__Task instructions__
Output every line below exactly.

__Natural-language object grounding data__
[Start of Attachment]

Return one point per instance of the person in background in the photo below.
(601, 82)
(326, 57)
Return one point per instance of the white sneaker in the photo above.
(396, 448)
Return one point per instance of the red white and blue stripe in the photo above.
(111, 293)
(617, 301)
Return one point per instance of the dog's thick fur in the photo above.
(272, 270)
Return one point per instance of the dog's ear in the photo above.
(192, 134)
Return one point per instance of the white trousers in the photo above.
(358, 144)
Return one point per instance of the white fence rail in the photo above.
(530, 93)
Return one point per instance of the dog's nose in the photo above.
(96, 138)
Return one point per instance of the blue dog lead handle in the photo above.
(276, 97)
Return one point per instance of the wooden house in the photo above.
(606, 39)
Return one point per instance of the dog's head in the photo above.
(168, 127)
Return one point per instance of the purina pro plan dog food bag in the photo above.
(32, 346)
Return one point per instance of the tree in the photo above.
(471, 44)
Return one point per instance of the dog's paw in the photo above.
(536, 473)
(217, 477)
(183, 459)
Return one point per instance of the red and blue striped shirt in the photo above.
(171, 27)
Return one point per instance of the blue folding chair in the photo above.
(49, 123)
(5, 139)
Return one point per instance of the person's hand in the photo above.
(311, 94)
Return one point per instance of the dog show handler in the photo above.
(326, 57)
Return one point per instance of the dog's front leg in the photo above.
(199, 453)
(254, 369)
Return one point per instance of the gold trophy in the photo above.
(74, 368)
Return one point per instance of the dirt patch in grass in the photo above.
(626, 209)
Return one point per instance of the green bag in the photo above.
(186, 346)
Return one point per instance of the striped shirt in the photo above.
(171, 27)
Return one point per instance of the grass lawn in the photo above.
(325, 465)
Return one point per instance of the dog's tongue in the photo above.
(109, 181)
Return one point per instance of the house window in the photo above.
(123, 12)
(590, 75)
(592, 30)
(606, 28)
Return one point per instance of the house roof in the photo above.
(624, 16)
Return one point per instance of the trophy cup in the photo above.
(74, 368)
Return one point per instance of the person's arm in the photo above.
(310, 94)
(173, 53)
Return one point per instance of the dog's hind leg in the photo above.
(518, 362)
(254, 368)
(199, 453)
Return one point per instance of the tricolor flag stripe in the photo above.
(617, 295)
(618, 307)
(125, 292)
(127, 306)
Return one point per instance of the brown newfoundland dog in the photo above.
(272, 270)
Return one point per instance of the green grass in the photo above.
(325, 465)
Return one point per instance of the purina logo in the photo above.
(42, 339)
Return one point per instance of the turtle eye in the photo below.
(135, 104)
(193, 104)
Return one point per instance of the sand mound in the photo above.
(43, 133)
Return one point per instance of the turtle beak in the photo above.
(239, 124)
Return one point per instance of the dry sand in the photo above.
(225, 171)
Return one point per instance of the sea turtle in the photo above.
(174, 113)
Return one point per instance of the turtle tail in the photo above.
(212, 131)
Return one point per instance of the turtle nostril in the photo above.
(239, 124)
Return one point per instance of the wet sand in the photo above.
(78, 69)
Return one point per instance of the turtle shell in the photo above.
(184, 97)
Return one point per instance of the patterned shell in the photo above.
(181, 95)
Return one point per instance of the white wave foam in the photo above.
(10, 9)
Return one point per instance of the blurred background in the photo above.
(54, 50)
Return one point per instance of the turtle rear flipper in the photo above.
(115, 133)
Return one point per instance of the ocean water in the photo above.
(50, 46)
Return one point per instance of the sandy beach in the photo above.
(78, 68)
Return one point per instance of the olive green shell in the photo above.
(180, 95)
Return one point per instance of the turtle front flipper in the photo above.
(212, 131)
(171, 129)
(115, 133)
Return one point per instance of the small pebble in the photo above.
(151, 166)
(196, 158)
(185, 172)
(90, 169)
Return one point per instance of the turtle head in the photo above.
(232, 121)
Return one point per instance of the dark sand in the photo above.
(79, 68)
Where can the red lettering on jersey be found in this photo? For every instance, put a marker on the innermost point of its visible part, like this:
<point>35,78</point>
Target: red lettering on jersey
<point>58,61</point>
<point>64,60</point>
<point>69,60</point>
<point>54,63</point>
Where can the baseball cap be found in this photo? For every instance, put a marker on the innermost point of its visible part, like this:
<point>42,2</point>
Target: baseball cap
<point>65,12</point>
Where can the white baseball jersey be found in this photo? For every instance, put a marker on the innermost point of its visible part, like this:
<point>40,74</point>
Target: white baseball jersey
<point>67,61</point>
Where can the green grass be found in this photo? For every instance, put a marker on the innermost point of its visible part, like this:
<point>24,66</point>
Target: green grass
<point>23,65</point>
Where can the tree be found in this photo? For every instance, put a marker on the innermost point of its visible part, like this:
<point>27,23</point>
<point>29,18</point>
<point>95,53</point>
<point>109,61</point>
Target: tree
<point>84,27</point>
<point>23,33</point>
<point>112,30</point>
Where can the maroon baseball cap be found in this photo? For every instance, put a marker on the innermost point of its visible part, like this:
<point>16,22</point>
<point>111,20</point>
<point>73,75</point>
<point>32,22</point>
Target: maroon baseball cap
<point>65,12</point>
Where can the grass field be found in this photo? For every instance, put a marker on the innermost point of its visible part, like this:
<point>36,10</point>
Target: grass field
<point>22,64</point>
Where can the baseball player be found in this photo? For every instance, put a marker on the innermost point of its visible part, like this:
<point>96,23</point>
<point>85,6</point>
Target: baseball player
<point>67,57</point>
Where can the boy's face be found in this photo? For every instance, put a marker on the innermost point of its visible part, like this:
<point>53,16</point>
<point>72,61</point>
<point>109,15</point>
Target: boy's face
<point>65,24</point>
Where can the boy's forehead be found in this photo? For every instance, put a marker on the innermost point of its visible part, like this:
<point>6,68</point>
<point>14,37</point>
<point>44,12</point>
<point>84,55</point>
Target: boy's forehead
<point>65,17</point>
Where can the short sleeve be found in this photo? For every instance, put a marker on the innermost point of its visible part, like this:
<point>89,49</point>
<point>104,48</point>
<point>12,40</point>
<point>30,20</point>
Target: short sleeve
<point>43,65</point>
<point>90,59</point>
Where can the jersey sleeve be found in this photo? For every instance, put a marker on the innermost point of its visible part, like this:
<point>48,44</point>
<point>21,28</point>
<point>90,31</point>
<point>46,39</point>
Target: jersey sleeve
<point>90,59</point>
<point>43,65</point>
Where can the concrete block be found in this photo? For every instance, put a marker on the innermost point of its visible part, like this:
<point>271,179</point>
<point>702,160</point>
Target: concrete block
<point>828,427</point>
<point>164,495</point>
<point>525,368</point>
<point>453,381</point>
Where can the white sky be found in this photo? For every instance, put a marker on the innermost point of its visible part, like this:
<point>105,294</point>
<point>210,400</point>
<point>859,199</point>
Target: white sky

[End of Attachment]

__Completed task__
Return one point per instance of the person in background in the photo below.
(601, 82)
(326, 57)
Return one point per instance of the white sneaker in the photo above.
(396, 448)
Return one point per instance of the red white and blue stripe in the photo above.
(111, 293)
(617, 301)
Return one point per instance of the dog's thick fur in the photo above.
(272, 270)
Return one point per instance of the dog's ear in the photo above.
(192, 134)
Return one point per instance of the white trousers in the photo above.
(358, 144)
Return one point per instance of the white fence rail in the photo above.
(530, 93)
Return one point per instance of the dog's nose in the photo above.
(96, 138)
Return one point per instance of the blue dog lead handle in the photo above.
(276, 97)
Return one point per instance of the wooden house in the photo above.
(606, 39)
Return one point per instance of the dog's head in the photo above.
(168, 127)
Return one point per instance of the purina pro plan dog food bag in the photo above.
(32, 346)
Return one point per instance of the tree in the photo above.
(471, 44)
Return one point per instance of the dog's paw in the photo above.
(536, 473)
(217, 477)
(183, 459)
Return one point per instance of the red and blue striped shirt in the photo above.
(171, 27)
Return one point per instance of the blue folding chair in the photo above.
(49, 123)
(5, 139)
Return one point per instance of the person's hand in the photo above.
(311, 94)
Return one point per instance of the dog show handler in the photo above.
(326, 57)
Return one point per instance of the dog's front leg in the photo above.
(199, 453)
(254, 369)
Return one point per instance of the gold trophy in the photo above.
(74, 368)
Return one point per instance of the dirt patch in grass in the photo above.
(626, 209)
Return one point per instance of the green bag in the photo above.
(186, 346)
Return one point per instance of the striped shirt in the photo above.
(171, 27)
Return one point per instance of the grass lawn in the photo above.
(325, 465)
Return one point per instance of the dog's tongue in the photo above.
(109, 181)
Return one point per instance of the house window in the photo above.
(123, 12)
(590, 75)
(592, 30)
(606, 28)
Return one point per instance of the house roof in the photo above.
(624, 16)
Return one point per instance of the trophy cup in the photo above.
(74, 368)
Return one point per instance of the person's arm in the photo above.
(310, 94)
(173, 53)
Return one point per instance of the dog's hind leg in the photo above.
(518, 362)
(254, 368)
(199, 453)
Return one point per instance of the tricolor flag stripe in the photo above.
(617, 295)
(618, 307)
(125, 292)
(127, 306)
Return one point per instance of the brown newfoundland dog in the photo above.
(272, 270)
Return one point per instance of the green grass in the photo above.
(325, 465)
Return one point per instance of the purina logo in the photo above.
(42, 339)
Return one point per instance of the turtle eye in the photo below.
(135, 104)
(193, 104)
Return one point per instance of the sand mound in the photo above.
(43, 133)
Return one point per instance of the turtle beak in the photo above.
(239, 124)
Return one point per instance of the dry sand in the photo above.
(225, 171)
Return one point per instance of the sea turtle in the photo above.
(174, 113)
Return one point per instance of the turtle tail in the photo above.
(212, 131)
Return one point per instance of the turtle nostril in the photo above.
(239, 124)
Return one point per instance of the wet sand in the photo above.
(78, 69)
Return one point per instance of the turtle shell in the photo above.
(184, 97)
Return one point per instance of the patterned shell in the photo above.
(181, 95)
Return one point per instance of the white wave foam in the photo above.
(10, 9)
Return one point per instance of the blurred background in the photo above.
(54, 50)
Return one point per instance of the turtle rear flipper in the photo above.
(115, 133)
Return one point per instance of the ocean water in the photo above.
(50, 46)
Return one point per instance of the sandy beach in the photo above.
(78, 68)
Return one point per instance of the olive green shell in the photo above.
(180, 95)
Return one point per instance of the turtle front flipper in the photo above.
(212, 131)
(171, 129)
(115, 133)
Return one point per instance of the small pebble in the photo above.
(151, 166)
(196, 158)
(185, 172)
(90, 169)
Return one point per instance of the turtle head in the photo above.
(232, 121)
Return one point per instance of the dark sand in the photo above.
(79, 68)
Where can the red lettering on jersey be found in this photo? For every instance, put a marker on the innermost point of its visible part, like this:
<point>35,78</point>
Target: red lettering on jersey
<point>58,61</point>
<point>64,60</point>
<point>69,60</point>
<point>54,63</point>
Where can the baseball cap be found in this photo? For every instance, put a marker on the innermost point of its visible part, like this:
<point>42,2</point>
Target: baseball cap
<point>65,12</point>
Where can the white baseball jersey be found in this photo? For every instance, put a marker on the innermost point of its visible part, like this:
<point>40,74</point>
Target: white baseball jersey
<point>67,61</point>
Where can the green grass be found in this photo? For every instance, put a marker on the innermost point of its visible part, like this:
<point>24,66</point>
Target: green grass
<point>23,65</point>
Where can the tree be found in this photo? For every instance, put a marker on the innermost point of its visible part, like this:
<point>27,23</point>
<point>29,18</point>
<point>95,53</point>
<point>109,61</point>
Target: tree
<point>84,27</point>
<point>23,33</point>
<point>112,30</point>
Where can the maroon baseball cap be found in this photo? For every instance, put a marker on the innermost point of its visible part, like this:
<point>16,22</point>
<point>111,20</point>
<point>73,75</point>
<point>32,22</point>
Target: maroon baseball cap
<point>65,12</point>
Where can the grass field be found in this photo? For every instance, put a marker on the innermost point of its visible part, like this:
<point>36,10</point>
Target: grass field
<point>22,64</point>
Where can the baseball player be found in this photo? For every instance, put a marker on the innermost point of its visible part, like this:
<point>96,23</point>
<point>85,6</point>
Target: baseball player
<point>67,57</point>
Where can the boy's face be found in this photo? For every instance, put a marker on the innermost point of its visible part, like this:
<point>53,16</point>
<point>72,61</point>
<point>109,15</point>
Target: boy's face
<point>65,24</point>
Where can the boy's forehead be found in this photo? For every instance, put a marker on the innermost point of its visible part, like this:
<point>6,68</point>
<point>14,37</point>
<point>44,12</point>
<point>84,55</point>
Target: boy's forehead
<point>65,17</point>
Where can the short sleeve be found in this photo? For every instance, put a marker on the innermost point of its visible part, like this:
<point>89,49</point>
<point>104,48</point>
<point>12,40</point>
<point>30,20</point>
Target: short sleeve
<point>43,65</point>
<point>90,59</point>
Where can the jersey sleeve be found in this photo? For every instance, put a marker on the innermost point of its visible part, like this:
<point>48,44</point>
<point>21,28</point>
<point>90,31</point>
<point>46,39</point>
Target: jersey sleeve
<point>90,59</point>
<point>43,65</point>
Where can the concrete block be found in this photo? For every instance, put a marker on the innermost point of its visible part, like this:
<point>271,179</point>
<point>702,160</point>
Target: concrete block
<point>828,427</point>
<point>164,495</point>
<point>525,368</point>
<point>453,381</point>
Where can the white sky be found in this photo? For every instance, put a marker on the innermost point of its visible part, like this:
<point>105,294</point>
<point>210,400</point>
<point>859,199</point>
Target: white sky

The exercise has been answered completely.